[Excerpted text]
= = = = =

A-League review: What to make of Melbourne City; Durante's risky play

It's Monday. Here's the good, bad and ugly from Round 19 in the A-League...

The City dilemma

In contrast to narratives on Melbourne City's legitimacy as an A-League title contender, all of a sudden, they have only won two games from nine against opposition in the top six. Meanwhile, those two wins were at the start of the season. Furthermore, one of those wins was a first leg of sorts -- before Adelaide United thrashed them in the FFA Cup Final three days later. On Saturday, in their 1-0 loss to Wellington Phoenix in Auckland, Melbourne City were effectively Melbourne City-ed. In relation to the amount of possession, the type of chances Erick Mombaerts' side created were arguably not of substantial threat.

It's hard to quantify how much each aspect contributes, but this is arguably a combination of tactics, personnel and mentality. After City did the same to Melbourne Victory only a week before, Wellington were the team to absorb pressure and capitalise on the break this time. A sidenote, Cameron Devlin's pass to Gary Hooper in the lead-up to David Ball's eventual winner was centimetre perfect. He and Matti Steinmann continue to control games in a way City cannot against tougher opposition. City can control games, but there is growing sense that this can only happen with lesser blocks of possession.

With opposition containing similar qualities of attrition coming up in the next fortnight -- in the form of Brisbane and Perth Glory -- there is a sense we could see more evidence of this.

Durante stepping up

Andrew Durante stepping into midfield has been a tactic evident throughout this season for Western United, but it has arguably brought upon more risk than any tangible effectiveness. On Sunday, in their 1-0 loss to Brisbane Roar in Ballarat, it was a contributing factor in deciding the match. While the principle behind the instruction is logical, the issue with implementation has related to the how and when.

Take Mirza Muratovic's goal in the 61st minute, for example. Instead of retreating to the defensive line in an early phase of possession, Durante stays ahead of the half-way line with the midfield. Following Jerry Skotadis' pass to Tomoki Imai back into Western United's half, Imai is bereft of passing options and has to riskily try to dribble his way out of pressure. Because of Imai's lack of options in this scenario, Brad Inman is able to commit to pressing and upon winning the ball, leaves Oskar Dillon stranded in a 2v1 scenario. It's a 2v1 scenario to begin with because Durante has to retreat, and he's behind play.

In a game of half-chances and scrambles, Muratovic was then left with a simple finish. This is not to say centre-backs should be rooted to their positions when their team has the ball. Centre-backs can break lines with movement, which then allows midfielders to further manipulate defensive positions. They theoretically should be stepping into spaces that open up, but their starting positions and whether a defensive shape is actually stretched are key in this sense. With regards to Durante, risk becomes negative if as a primary passing option, he is closer to midfield.

Again, the kids are alright

Speaking of Muratovic's goal, thinking more holistically in terms of Australian football, there was something captivating in seeing two players born in the 2000s scoring. Not only scoring, but scoring and deciding matches in matches that actually matter. In a game that will likely influence eventual finals calculations, the Brisbane Roar attacker -- who only just turned 20 last month -- provided much-needed pressure relief as a substitute.

= = = = =

Referring expression grounding data:
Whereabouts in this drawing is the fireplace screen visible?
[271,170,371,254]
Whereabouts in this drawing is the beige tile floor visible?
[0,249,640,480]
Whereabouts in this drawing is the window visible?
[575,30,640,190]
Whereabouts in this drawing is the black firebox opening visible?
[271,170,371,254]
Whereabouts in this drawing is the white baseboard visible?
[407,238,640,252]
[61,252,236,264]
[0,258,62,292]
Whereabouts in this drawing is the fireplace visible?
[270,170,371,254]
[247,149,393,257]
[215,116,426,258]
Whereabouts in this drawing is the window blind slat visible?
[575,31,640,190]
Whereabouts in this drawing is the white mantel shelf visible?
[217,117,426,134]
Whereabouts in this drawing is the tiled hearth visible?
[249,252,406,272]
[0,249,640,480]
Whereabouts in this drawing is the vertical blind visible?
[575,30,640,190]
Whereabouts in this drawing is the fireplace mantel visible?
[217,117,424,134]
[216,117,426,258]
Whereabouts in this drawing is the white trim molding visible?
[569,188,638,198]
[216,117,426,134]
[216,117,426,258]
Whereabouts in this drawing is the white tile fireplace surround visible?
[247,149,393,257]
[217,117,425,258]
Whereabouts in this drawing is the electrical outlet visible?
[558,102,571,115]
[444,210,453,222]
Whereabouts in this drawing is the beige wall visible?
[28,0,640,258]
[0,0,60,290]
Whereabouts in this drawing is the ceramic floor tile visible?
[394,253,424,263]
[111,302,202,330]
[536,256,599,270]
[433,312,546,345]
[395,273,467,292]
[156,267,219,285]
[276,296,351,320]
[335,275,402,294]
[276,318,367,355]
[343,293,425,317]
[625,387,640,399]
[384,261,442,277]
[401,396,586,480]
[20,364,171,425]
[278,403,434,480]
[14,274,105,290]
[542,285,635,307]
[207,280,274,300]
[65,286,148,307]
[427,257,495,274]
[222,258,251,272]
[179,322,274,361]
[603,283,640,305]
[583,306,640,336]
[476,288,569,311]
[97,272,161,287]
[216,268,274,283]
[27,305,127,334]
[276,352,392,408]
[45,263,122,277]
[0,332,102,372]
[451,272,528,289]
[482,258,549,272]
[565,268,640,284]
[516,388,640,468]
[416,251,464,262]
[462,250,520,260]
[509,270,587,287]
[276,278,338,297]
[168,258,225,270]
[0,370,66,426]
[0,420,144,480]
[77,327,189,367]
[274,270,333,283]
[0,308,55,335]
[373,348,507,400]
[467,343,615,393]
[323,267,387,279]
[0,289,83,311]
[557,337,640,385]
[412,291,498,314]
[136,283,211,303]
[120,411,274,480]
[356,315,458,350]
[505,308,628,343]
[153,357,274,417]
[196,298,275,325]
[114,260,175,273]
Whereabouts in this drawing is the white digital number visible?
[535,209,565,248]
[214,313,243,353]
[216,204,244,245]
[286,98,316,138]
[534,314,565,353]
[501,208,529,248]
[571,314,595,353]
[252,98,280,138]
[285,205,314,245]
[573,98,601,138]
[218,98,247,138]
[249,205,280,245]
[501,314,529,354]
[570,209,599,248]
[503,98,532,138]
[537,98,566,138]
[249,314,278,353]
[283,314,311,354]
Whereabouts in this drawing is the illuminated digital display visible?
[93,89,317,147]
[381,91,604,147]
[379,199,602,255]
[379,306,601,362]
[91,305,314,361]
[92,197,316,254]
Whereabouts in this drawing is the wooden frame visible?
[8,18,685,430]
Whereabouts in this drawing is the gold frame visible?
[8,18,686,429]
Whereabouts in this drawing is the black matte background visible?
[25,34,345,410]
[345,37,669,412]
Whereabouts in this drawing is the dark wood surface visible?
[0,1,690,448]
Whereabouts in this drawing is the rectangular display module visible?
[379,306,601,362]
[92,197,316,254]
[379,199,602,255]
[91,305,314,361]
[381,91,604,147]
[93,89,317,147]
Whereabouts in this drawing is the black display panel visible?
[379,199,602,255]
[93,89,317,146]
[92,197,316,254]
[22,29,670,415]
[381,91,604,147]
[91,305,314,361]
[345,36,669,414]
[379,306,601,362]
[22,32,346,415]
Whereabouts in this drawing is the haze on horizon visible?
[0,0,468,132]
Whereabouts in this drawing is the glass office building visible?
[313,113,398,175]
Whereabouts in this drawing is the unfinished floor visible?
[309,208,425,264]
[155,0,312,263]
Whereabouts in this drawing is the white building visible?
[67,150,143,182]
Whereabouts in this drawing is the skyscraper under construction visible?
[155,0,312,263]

= = = = =

[Tasks and exercises]
[1] Copy out the part of the A-League review between "Andrew Durante stepping" and "how and when.", inclusive.
[2] List every club named in the A-League review.

[Responses per task]
[1]
Andrew Durante stepping into midfield has been a tactic evident throughout this season for Western United, but it has arguably brought upon more risk than any tangible effectiveness. On Sunday, in their 1-0 loss to Brisbane Roar in Ballarat, it was a contributing factor in deciding the match. While the principle behind the instruction is logical, the issue with implementation has related to the how and when.

[2]
Melbourne City
Adelaide United
Wellington Phoenix
Melbourne Victory
Brisbane Roar
Perth Glory
Western United